Task item
Would you write out every entry exactly, but without the pictures?

Dataset records START

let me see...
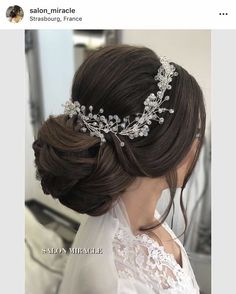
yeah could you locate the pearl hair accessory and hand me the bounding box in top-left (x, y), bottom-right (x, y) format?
top-left (63, 56), bottom-right (178, 147)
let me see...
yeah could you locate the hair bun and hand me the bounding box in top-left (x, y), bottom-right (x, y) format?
top-left (33, 114), bottom-right (134, 216)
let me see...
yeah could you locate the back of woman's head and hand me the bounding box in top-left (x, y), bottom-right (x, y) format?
top-left (33, 45), bottom-right (206, 226)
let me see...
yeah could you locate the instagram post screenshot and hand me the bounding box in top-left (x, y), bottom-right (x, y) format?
top-left (0, 1), bottom-right (235, 293)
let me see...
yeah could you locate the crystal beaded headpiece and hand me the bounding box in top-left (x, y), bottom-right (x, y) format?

Dataset records END

Output of the task
let me see...
yeah could you locate the pearl hair accessory and hand me the bounding box in top-left (x, y), bottom-right (x, y) format?
top-left (63, 56), bottom-right (178, 147)
let me see...
yeah could you locate the hair bun and hand me the bounding box in top-left (x, y), bottom-right (x, y) format?
top-left (33, 114), bottom-right (134, 216)
let me see...
yeah could you locate the back of woman's head and hand me the bounding box in top-left (x, y), bottom-right (x, y) format?
top-left (33, 45), bottom-right (206, 226)
let me see...
yeah could you locate the instagram post screenshot and hand me the bounding box in top-left (x, y), bottom-right (x, y) format?
top-left (0, 1), bottom-right (235, 293)
let me see...
yeah could you locate the crystal beaded headpiece and hand me the bounding box in top-left (x, y), bottom-right (x, y) format?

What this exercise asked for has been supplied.